Alıntı ->
>>>

Yargıtay’ın kararında ‘Mesai saatleri içerisinde internette oyun oynamak ve çeşitli sitelerde gezmek işverenin güvenini kötüye kullanmak’ olarak değerlendirmektedir.Uzun süreli ve sürekli olarak sosyal medya denilen twitter, facebook vb. sitelerde zaman geçirilmesi de iş sözleşmesini ihlali olarak kabul edilebilecektir.

Yargıtay 22. Hukuk Dairesi güncel bir kararında facebookda çokça zaman geçiren işçinin iş akdinin işverence fesih edilmesini usul ve yasaya uygun bularak, işveren lehine karar vermiştir. Yargıtay kararına konu olayda işçinin uzun süreli şekilde internet kullanımı söz konusu olup, bu durum işveren tarafından belgelenmiş ve mahkeme huzurunda ispatlanmıştır. Yargıtay kararında dikkat çekici şekilde işçinin işiyle ilgisi olmayacak şekilde internet kullanmasını iş akdinin ihlali olarak değerlendirmektedir ki bu kıstas bu uyuşmazlıklarda temel alınabilecek niteliktedir.

<<<

Sağlanan veriler ->
>>>

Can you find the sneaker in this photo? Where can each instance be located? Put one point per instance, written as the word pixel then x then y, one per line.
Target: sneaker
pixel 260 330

<<<

Görevler ->
a) Alıntıya göre, facebookta çok zaman geçiren işçinin iş akdinin feshini usul ve yasaya uygun bulan karar, Yargıtay'ın hangi dairesine aittir?
b) Alıntıda işverenin güvenini kötüye kullanma ya da iş sözleşmesinin ihlali olarak değerlendirildiği belirtilen bütün davranışları sıralayın.
c) Yargıtay kararını anlatan alıntıyı, son cümlesinin ardından devam ettirerek sürdürün.

Sıralı yanıtlar ->
a) Yargıtay 22. Hukuk Dairesi.

b)
- Mesai saatleri içinde internette oyun oynamak
- Mesai saatleri içinde çeşitli sitelerde gezmek
- Twitter, facebook vb. sosyal medya sitelerinde uzun süreli ve sürekli zaman geçirmek
- İşiyle ilgisi olmayacak şekilde internet kullanmak

c)
Yargıtay 9. Hukuk Dairesi, bir bankada şube müdürü olarak görev yapan bir müdürün internette sanal bahis ve iddia oynamasının, dolayısıyla internet kullanım alışkanlıklarının işini özenle yapmamasına neden olduğu gerekçesi ile işçinin akdinin tazminatsız olarak fesih edilmesini haklı bulmuştur. Bu kararı yorumlar iken iki şekilde düşünmek gerekir; Birincisi bir güven kurumu olan banka çalışanlarının kumar/bahis oynanması, banka mudileri açısından bir güvensizlik nedeni olabilecektir. İkincisi de iddia ve bahis oyunlarına ayrılan zaman nedeni ile işin aksatılması olacaktır

Yargıtayın bir başka kararında: Çalışanın sürekli MSN ile işi ile ilgili olmayan görüşmeler yaptığı ve böylece işini aksattığı için feshedildi. İşçinin dava açması üzerine işveren davacının bilgisayar kayıtlarını sundu ve mahkeme bu kanıtı değerlendirerek feshin haklı olduğuna hükmetmiştir.

Bu Yargı Kararlarının benzerlerine ve daha fazlasına internetten ulaşabilirsiniz.

Görüldüğü gibi işveren çalışanının sosyal medya paylaşımlarının içeriğine göre geçerli fesih (tazminatlı)veya haklı nedenle fesih (tazminatsız) şeklinde işten çıkarabilmektedir.

İddia eden ispatla yükümlüdür.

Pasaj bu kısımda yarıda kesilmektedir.